• _INSTRUCTIONS TO FOLLOW_:
Rewrite every line of the records, requests included, from the line containing "point: yellow stripe" through the end of the records, and raise each x and y coordinate in the answers by 142. Leave out the picture markers.

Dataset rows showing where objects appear
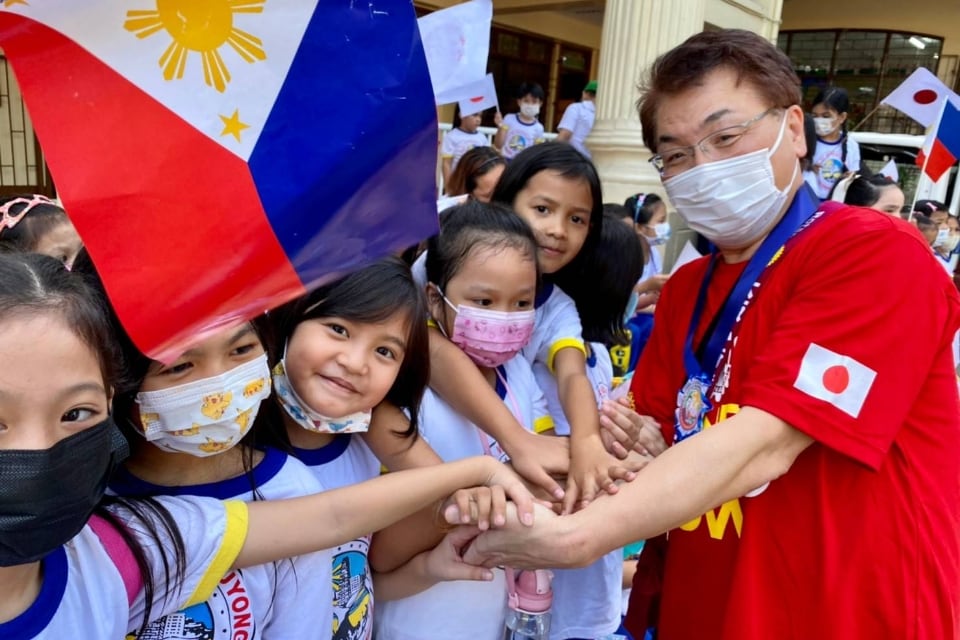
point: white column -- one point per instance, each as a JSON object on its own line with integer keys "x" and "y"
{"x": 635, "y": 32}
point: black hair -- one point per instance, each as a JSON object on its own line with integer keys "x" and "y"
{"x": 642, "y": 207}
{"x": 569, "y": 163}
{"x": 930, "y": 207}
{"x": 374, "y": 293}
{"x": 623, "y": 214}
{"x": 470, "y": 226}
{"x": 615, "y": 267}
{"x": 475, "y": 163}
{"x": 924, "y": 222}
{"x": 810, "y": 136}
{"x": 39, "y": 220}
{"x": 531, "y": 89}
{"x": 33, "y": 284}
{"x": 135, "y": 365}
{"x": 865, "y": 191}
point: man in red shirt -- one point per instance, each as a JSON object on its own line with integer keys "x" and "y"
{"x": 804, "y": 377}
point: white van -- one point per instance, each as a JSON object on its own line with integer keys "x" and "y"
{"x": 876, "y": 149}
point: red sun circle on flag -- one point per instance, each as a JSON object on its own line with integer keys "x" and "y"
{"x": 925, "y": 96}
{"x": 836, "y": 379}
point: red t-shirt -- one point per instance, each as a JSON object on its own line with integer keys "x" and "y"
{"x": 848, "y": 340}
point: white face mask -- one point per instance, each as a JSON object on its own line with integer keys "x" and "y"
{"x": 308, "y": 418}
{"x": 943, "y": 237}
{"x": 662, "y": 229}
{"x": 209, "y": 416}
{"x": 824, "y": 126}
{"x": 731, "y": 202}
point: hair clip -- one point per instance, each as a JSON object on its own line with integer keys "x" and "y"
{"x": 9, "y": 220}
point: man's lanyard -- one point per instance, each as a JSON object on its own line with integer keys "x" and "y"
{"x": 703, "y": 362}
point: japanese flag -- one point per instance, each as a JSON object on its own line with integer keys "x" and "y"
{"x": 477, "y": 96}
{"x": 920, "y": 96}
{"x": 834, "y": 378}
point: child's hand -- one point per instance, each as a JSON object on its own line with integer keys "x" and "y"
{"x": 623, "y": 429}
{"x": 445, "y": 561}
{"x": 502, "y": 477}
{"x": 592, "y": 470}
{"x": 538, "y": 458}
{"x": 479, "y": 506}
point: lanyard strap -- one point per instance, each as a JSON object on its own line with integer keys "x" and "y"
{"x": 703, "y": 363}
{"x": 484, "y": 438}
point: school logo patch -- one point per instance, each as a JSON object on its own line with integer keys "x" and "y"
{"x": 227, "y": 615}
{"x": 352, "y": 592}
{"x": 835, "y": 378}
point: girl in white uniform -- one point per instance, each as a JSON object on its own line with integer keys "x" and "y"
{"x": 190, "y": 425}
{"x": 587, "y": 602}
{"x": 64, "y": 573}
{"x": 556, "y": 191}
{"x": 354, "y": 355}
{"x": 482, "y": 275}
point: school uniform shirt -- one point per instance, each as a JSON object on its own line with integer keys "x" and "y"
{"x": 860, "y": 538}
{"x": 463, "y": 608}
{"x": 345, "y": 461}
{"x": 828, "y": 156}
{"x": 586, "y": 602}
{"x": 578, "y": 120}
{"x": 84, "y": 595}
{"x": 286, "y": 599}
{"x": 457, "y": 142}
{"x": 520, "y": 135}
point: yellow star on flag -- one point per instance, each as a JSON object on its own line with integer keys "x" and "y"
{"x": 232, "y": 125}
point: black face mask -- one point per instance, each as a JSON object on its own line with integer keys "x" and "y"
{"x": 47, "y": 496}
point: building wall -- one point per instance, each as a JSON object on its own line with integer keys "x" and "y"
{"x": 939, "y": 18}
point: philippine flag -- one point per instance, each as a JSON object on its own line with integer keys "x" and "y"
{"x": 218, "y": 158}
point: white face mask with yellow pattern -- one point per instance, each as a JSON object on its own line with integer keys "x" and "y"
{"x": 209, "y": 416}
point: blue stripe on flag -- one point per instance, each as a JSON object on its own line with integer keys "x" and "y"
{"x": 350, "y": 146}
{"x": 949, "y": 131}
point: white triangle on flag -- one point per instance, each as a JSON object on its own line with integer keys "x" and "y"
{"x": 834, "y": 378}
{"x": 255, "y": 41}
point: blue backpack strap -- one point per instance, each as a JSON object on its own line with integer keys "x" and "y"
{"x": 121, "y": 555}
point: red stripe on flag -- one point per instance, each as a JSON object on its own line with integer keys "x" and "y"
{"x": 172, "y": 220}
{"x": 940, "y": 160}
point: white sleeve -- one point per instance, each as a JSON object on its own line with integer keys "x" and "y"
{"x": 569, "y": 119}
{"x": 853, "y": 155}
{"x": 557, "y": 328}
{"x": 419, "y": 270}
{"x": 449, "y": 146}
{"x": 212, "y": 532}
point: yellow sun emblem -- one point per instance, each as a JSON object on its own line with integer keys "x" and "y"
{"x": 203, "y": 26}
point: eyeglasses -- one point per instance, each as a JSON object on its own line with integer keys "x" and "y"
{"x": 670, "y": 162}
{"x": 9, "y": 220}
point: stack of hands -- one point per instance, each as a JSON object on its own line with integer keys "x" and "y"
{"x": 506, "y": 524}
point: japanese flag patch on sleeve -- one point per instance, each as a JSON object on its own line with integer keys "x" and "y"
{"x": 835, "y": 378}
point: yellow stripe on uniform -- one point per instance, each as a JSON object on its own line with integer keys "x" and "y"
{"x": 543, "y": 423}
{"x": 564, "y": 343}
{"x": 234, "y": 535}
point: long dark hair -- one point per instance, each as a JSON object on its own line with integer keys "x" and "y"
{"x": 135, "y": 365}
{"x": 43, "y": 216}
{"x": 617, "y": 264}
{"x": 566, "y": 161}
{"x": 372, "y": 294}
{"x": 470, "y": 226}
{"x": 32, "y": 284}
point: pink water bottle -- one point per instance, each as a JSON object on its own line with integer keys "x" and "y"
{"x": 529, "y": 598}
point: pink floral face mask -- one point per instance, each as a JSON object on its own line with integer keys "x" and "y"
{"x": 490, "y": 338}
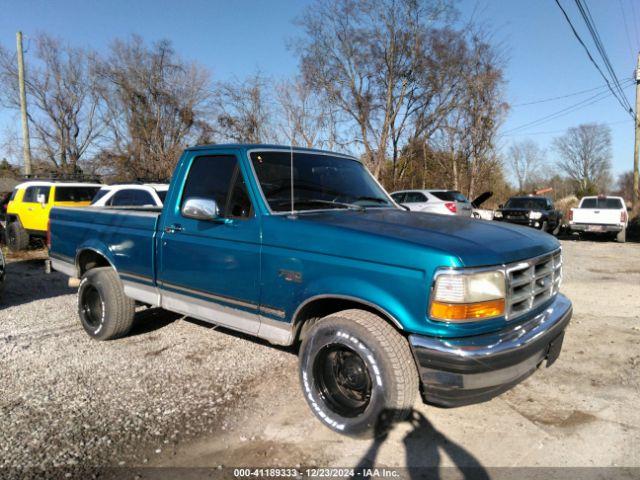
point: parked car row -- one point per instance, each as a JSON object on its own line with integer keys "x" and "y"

• _WORKED ANSWER_:
point: yellow stripe on uniform -- one point per instance, each as a JSON object on its own line with integer keys "x" and "y"
{"x": 685, "y": 565}
{"x": 706, "y": 485}
{"x": 376, "y": 677}
point: long dark hair -- one point per instance, each as a JSON object on its own line with integer keys "x" and "y"
{"x": 277, "y": 507}
{"x": 185, "y": 358}
{"x": 759, "y": 406}
{"x": 708, "y": 303}
{"x": 514, "y": 436}
{"x": 612, "y": 368}
{"x": 174, "y": 426}
point: pink water bottle -- one point per instance, each as a JSON object on its own line with integer keys "x" and "y"
{"x": 671, "y": 740}
point: pink floral face mask -- one point per instance, each as a JSON object on its own line with integer keys "x" and "y"
{"x": 632, "y": 480}
point: parked car row -- one point per instance, each as a JSON object on its own line with integer keys "x" and "y"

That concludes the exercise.